= Beginning of Section =
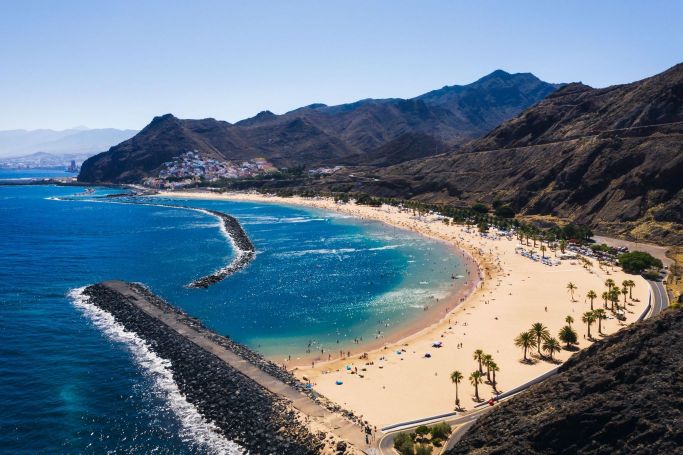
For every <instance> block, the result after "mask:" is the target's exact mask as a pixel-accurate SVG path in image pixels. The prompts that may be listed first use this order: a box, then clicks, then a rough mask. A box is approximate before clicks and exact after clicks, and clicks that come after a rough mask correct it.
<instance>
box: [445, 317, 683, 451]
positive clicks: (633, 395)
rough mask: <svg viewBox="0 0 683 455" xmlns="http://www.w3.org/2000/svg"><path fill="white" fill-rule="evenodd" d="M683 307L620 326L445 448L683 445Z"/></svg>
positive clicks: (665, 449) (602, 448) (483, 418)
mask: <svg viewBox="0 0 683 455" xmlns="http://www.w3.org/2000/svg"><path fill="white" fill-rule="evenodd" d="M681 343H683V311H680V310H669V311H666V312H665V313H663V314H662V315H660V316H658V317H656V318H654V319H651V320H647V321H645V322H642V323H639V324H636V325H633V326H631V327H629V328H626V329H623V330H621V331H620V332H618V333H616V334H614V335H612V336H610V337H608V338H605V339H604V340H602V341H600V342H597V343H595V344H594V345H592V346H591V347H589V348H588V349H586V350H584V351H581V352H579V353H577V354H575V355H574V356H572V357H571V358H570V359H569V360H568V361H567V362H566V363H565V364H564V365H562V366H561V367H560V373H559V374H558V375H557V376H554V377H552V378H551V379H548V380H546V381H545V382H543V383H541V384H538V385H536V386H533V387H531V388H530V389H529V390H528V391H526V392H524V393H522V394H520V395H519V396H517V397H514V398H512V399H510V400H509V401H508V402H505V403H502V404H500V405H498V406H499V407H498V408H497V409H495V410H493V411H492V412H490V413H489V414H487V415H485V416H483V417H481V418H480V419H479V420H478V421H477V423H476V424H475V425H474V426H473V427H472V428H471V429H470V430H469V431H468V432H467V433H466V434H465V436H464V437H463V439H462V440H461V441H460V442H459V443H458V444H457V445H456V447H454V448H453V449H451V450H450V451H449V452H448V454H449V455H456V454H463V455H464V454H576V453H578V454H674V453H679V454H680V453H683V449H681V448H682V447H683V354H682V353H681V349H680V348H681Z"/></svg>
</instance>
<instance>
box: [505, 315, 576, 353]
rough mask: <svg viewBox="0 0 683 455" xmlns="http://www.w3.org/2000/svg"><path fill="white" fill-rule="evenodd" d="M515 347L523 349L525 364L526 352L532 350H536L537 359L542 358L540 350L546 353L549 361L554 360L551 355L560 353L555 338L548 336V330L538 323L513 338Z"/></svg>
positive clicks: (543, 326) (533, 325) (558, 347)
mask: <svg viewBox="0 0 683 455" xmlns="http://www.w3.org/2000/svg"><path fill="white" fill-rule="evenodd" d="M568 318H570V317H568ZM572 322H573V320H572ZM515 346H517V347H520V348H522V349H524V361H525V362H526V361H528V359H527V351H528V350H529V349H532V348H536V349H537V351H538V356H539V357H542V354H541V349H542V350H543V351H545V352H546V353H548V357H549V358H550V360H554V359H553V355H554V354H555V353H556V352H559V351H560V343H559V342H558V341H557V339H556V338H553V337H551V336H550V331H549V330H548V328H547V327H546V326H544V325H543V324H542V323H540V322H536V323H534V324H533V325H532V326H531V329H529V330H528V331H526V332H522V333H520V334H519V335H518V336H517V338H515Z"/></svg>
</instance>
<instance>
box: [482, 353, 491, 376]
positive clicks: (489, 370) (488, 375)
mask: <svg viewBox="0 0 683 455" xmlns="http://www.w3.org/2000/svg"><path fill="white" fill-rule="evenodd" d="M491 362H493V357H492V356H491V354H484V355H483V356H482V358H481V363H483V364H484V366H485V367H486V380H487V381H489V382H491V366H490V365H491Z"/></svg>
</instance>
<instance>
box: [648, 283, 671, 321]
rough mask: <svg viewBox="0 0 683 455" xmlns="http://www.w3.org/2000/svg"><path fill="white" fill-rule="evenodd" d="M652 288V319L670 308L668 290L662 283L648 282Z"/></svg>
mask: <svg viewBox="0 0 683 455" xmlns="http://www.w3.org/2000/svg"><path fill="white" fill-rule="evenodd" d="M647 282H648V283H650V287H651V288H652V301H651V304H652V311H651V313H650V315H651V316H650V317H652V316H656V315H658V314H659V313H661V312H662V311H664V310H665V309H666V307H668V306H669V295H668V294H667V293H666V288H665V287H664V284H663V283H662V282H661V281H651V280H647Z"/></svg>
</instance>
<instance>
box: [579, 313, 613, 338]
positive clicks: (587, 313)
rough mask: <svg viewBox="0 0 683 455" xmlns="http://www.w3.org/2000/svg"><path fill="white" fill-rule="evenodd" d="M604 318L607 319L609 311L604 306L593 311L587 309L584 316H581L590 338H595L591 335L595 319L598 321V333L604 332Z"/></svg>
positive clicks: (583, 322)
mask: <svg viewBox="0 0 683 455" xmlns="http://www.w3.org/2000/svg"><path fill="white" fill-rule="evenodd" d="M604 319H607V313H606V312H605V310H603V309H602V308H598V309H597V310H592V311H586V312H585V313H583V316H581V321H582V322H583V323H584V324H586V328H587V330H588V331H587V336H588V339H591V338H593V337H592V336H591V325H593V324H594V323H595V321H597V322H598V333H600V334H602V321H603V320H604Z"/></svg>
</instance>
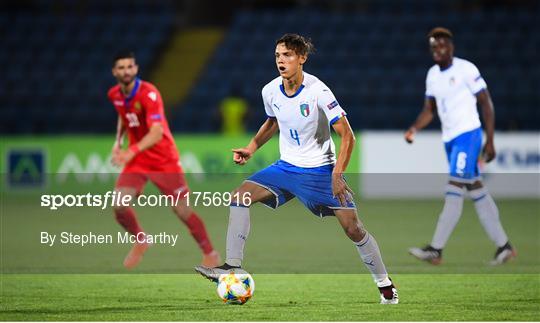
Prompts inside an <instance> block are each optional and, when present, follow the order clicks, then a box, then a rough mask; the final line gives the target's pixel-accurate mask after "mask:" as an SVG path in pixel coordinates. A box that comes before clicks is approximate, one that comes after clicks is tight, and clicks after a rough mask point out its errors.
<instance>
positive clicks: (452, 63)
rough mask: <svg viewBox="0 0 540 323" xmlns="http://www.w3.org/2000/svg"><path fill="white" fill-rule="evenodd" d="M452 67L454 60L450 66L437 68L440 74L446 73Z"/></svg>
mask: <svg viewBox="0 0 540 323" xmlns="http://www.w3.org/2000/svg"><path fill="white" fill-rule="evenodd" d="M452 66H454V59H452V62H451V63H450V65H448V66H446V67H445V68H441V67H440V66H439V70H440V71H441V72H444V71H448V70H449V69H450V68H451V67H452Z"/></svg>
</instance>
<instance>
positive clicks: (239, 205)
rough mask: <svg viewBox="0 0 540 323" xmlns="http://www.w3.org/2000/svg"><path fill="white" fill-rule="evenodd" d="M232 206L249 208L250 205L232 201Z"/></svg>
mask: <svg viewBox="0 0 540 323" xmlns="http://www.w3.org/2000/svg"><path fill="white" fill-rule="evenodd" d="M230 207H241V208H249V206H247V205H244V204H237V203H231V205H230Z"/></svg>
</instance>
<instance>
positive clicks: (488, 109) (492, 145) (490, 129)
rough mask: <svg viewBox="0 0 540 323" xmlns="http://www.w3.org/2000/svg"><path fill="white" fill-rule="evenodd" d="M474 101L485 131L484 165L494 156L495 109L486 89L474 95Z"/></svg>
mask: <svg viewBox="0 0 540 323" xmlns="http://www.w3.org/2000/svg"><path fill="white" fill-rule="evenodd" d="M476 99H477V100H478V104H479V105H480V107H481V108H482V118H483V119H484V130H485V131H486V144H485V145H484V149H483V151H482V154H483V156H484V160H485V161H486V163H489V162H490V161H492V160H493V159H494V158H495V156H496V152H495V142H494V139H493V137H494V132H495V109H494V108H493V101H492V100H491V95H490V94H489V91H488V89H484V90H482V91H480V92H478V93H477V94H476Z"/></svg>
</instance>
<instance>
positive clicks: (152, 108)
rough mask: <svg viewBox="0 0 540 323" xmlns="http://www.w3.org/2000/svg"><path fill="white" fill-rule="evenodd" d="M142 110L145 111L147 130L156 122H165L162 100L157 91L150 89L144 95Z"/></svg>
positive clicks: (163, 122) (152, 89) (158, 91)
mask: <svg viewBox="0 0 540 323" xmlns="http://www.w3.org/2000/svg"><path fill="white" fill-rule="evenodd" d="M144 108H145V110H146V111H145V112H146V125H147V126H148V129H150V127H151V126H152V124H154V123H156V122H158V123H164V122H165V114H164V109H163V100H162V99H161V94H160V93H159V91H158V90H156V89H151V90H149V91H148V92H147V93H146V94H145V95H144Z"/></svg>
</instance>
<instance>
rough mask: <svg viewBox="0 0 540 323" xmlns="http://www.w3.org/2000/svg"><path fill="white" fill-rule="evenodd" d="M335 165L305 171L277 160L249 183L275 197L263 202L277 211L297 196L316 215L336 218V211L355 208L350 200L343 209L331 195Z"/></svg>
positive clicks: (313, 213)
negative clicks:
= End of Section =
§ **Problem statement**:
Can you gather every line in the rows above that contains the string "after"? Case counts.

§ **Result of this exercise**:
For every <instance> block, the result after "mask:" is the target's exact mask as a pixel-accurate SVG path in image pixels. The prompts that may be listed first use this order: a box, then clicks, then a rough mask. A box is approximate before clicks and exact after clicks, and clicks that come after a rough mask correct it.
Prompts inside an <instance> block are each optional and, when present, follow the order clicks, then a box, then a rough mask; the final line gives the target's pixel-accurate mask after "mask:" as an SVG path in pixel coordinates. A box that comes before clicks is approximate, one that comes after clicks is tight, and clicks after a rough mask point out its errors.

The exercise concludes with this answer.